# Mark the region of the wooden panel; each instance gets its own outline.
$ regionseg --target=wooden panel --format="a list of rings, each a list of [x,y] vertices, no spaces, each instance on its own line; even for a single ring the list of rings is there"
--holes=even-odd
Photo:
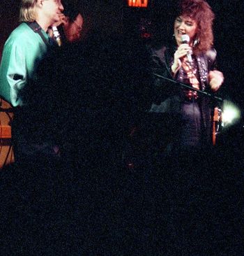
[[[0,138],[10,138],[11,127],[9,125],[0,127]]]

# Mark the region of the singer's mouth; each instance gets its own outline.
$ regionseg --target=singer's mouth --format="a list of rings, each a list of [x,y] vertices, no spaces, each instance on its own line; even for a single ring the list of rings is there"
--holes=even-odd
[[[179,34],[179,35],[185,35],[185,32],[183,32],[183,31],[181,31],[180,30],[178,30],[178,34]]]

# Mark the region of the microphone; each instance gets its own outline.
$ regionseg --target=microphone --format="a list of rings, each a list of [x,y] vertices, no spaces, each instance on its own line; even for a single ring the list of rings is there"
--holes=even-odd
[[[188,34],[185,34],[181,36],[181,43],[182,43],[188,44],[189,42],[190,42],[190,37]],[[186,55],[186,56],[188,59],[188,62],[190,62],[190,63],[192,62],[192,50],[190,50]]]
[[[54,38],[56,41],[59,46],[61,46],[62,44],[62,42],[61,42],[60,34],[59,34],[59,30],[56,28],[56,27],[52,27],[52,31],[54,33]]]

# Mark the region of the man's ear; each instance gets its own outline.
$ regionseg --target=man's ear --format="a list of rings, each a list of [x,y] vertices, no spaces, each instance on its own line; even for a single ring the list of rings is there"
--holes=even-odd
[[[36,5],[39,7],[43,6],[43,0],[37,0]]]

========================

WHAT THE TASK REQUIRES =
Quote the entries above word for word, starting with the line that contains "# Mark the region of the man's" and continuing through the end of the entries.

RESULT =
# Mark the region of the man's ear; each instance gets its own outline.
$ regionseg --target=man's ear --format="a list of rings, each a list of [x,y] vertices, no spaces, each instance on its own line; even for a single ring the list of rings is there"
--holes=even-odd
[[[36,5],[39,7],[43,6],[43,0],[37,0]]]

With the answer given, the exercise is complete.